-- QUESTIONS --
1. Put this sentence from the cheesecake recipe into Spanish: "Cover the pan with plastic wrap and freeze for at least 4 hours."
2. In the cheesecake recipe, turn the step that begins "Make the Filling: In a large bowl" into a short list of steps.
3. From the cheesecake recipe, reproduce word for word the part that opens with the words "A delicious and" and closes with "(about 3 cups)".

=== DOCUMENT TEXT ===

A delicious and creamy no-bake cheesecake with a crunchy cookie crust, perfect for peanut butter lovers and easy to make ahead.


Ingredients

Scale
  • 24 Nutter Butter Cookies, finely crushed (about 3 cups)
  • 6 tablespoons unsalted butter, melted
  • 8 ounces cream cheese, softened
  • 1 can (14 ounces) sweetened condensed milk
  • 3/4 cup creamy peanut butter (e.g., Skippy Naturals)
  • 1 teaspoon vanilla extract
  • 1 teaspoon lemon juice
  • 1 container (8 ounces) Cool Whip (fat-free, regular, or light), thawed

Instructions

  1. Make the Crust: In a medium-sized bowl, stir together the crushed Nutter Butter cookies and melted butter using a fork. Press the mixture into the bottom and about 1/2 inch up the sides of a 9” or 9 1/2” springform pan. Chill the crust in the refrigerator until ready to fill.
  2. Make the Filling: In a large bowl, beat the cream cheese with a hand mixer until smooth (about 30 seconds). Mix in the sweetened condensed milk and creamy peanut butter, blending until smooth. Add the vanilla extract and lemon juice, mixing until well combined. Gently fold in the Cool Whip until fully incorporated.
  3. Assemble the Cheesecake: Spread the cheesecake filling evenly in the prepared Nutter Butter crust. Cover the pan with plastic wrap and freeze for at least 4 hours.
  4. Serve: Once ready to serve, remove the cheesecake from the freezer and carefully take off the plastic wrap and springform pan ring. Let it sit at room temperature for 5-10 minutes to soften slightly for easier cutting.

=== PROVIDED DATA ===

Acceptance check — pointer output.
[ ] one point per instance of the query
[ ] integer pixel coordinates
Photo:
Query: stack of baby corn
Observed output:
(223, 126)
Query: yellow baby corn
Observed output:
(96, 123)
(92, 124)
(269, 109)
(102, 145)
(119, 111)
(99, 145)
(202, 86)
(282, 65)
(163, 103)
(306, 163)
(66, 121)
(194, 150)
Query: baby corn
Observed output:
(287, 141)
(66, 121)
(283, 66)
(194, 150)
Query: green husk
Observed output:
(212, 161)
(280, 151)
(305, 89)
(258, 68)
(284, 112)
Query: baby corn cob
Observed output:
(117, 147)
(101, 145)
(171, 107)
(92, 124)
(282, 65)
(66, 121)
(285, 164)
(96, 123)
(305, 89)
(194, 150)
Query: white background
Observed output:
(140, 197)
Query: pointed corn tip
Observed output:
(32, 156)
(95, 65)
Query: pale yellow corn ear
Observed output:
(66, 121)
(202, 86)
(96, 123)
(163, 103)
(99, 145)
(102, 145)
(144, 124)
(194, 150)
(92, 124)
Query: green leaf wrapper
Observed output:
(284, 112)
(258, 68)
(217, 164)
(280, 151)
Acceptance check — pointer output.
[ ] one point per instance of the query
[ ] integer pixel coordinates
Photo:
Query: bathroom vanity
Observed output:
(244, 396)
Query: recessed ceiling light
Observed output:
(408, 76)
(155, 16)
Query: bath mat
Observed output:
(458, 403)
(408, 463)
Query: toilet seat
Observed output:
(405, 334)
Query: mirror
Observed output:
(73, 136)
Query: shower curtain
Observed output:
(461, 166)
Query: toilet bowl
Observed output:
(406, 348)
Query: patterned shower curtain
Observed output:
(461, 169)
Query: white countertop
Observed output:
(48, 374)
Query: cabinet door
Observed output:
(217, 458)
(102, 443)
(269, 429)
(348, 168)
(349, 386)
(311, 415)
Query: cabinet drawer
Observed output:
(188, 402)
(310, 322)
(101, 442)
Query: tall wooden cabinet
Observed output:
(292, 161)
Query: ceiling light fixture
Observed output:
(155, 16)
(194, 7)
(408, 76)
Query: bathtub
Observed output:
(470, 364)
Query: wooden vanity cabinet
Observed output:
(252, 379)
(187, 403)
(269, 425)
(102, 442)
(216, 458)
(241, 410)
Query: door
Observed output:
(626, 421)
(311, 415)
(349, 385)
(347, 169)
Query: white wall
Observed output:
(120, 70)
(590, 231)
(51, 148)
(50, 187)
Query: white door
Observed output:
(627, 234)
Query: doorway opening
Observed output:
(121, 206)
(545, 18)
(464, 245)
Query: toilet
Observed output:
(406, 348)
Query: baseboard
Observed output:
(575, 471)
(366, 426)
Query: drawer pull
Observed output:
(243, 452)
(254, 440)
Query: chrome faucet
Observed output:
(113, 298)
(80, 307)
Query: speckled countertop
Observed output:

===

-- TASK-BY-TASK SOLUTIONS --
1. Cubre el molde con film transparente y congélalo durante al menos 4 horas.

2.
- Beat the cream cheese with a hand mixer in a large bowl until smooth, about 30 seconds.
- Blend in the sweetened condensed milk and creamy peanut butter until smooth.
- Mix in the vanilla extract and lemon juice until well combined.
- Gently fold in the Cool Whip until fully incorporated.

3.
A delicious and creamy no-bake cheesecake with a crunchy cookie crust, perfect for peanut butter lovers and easy to make ahead.


Ingredients

Scale
  • 24 Nutter Butter Cookies, finely crushed (about 3 cups)